Please print the data below verbatim, line for line, with nothing changed.

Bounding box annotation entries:
>>>>
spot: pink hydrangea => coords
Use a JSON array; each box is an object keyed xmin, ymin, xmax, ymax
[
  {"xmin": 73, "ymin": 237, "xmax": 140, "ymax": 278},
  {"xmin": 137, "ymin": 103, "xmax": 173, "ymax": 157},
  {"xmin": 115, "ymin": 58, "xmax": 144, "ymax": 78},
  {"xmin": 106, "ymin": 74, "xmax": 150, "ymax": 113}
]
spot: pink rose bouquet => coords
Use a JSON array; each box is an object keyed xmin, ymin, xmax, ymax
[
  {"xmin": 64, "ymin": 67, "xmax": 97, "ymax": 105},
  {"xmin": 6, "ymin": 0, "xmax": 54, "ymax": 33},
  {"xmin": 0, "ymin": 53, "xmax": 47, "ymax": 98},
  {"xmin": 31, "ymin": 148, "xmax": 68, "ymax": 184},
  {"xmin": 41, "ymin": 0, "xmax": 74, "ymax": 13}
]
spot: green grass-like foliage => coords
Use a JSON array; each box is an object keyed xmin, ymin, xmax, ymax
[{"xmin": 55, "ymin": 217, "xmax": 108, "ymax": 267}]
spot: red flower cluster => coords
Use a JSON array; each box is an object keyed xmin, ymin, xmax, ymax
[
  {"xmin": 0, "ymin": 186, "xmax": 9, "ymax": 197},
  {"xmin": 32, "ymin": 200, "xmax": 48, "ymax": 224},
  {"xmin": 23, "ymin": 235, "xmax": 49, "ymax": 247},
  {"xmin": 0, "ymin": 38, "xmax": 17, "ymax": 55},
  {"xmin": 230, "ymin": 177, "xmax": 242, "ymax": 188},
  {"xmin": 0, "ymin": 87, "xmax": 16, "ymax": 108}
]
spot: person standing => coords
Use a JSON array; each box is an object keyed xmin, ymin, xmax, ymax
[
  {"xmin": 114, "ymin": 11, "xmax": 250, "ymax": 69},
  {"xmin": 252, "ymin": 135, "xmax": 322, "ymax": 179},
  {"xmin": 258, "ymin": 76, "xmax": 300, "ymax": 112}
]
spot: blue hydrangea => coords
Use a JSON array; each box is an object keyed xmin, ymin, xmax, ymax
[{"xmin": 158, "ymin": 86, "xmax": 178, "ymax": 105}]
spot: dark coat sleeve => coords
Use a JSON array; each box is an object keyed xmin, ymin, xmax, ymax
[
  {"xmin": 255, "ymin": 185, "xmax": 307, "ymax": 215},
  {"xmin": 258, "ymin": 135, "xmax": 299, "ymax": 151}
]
<<<<
▶ WRITTEN RESPONSE:
spot: pink hydrangea => coords
Use a JSON array; each box is an object keyed xmin, ymin, xmax, ymax
[
  {"xmin": 73, "ymin": 237, "xmax": 140, "ymax": 278},
  {"xmin": 137, "ymin": 103, "xmax": 173, "ymax": 157},
  {"xmin": 115, "ymin": 58, "xmax": 144, "ymax": 78},
  {"xmin": 106, "ymin": 74, "xmax": 150, "ymax": 113}
]
spot: pink rose bouquet => coords
Use a JSON array; each box is an object keyed xmin, ymin, xmax, ymax
[
  {"xmin": 64, "ymin": 67, "xmax": 97, "ymax": 105},
  {"xmin": 6, "ymin": 0, "xmax": 54, "ymax": 33},
  {"xmin": 0, "ymin": 53, "xmax": 47, "ymax": 98},
  {"xmin": 31, "ymin": 148, "xmax": 68, "ymax": 184},
  {"xmin": 41, "ymin": 0, "xmax": 74, "ymax": 13}
]
spot: green grass-like foliage => coords
Use a JSON array; each box is an object keyed xmin, ymin, xmax, ymax
[{"xmin": 55, "ymin": 217, "xmax": 108, "ymax": 267}]
spot: red flower cluster => coords
Use a JSON array; each box is an object keyed xmin, ymin, xmax, ymax
[
  {"xmin": 0, "ymin": 186, "xmax": 9, "ymax": 197},
  {"xmin": 32, "ymin": 200, "xmax": 48, "ymax": 224},
  {"xmin": 23, "ymin": 235, "xmax": 49, "ymax": 247},
  {"xmin": 0, "ymin": 38, "xmax": 17, "ymax": 55},
  {"xmin": 230, "ymin": 177, "xmax": 242, "ymax": 188},
  {"xmin": 0, "ymin": 87, "xmax": 16, "ymax": 108}
]
spot: person standing => coords
Use a JSON array; each box is an object keyed xmin, ymin, xmax, ymax
[
  {"xmin": 114, "ymin": 11, "xmax": 250, "ymax": 69},
  {"xmin": 252, "ymin": 135, "xmax": 322, "ymax": 179},
  {"xmin": 258, "ymin": 76, "xmax": 300, "ymax": 112}
]
spot: blue hydrangea => coords
Use a JSON array; each box is an object keyed xmin, ymin, xmax, ymax
[{"xmin": 158, "ymin": 86, "xmax": 178, "ymax": 105}]
spot: dark coat sleeve => coords
Use a JSON array; each box is an object keyed xmin, ymin, xmax, ymax
[
  {"xmin": 255, "ymin": 185, "xmax": 307, "ymax": 215},
  {"xmin": 258, "ymin": 135, "xmax": 299, "ymax": 151}
]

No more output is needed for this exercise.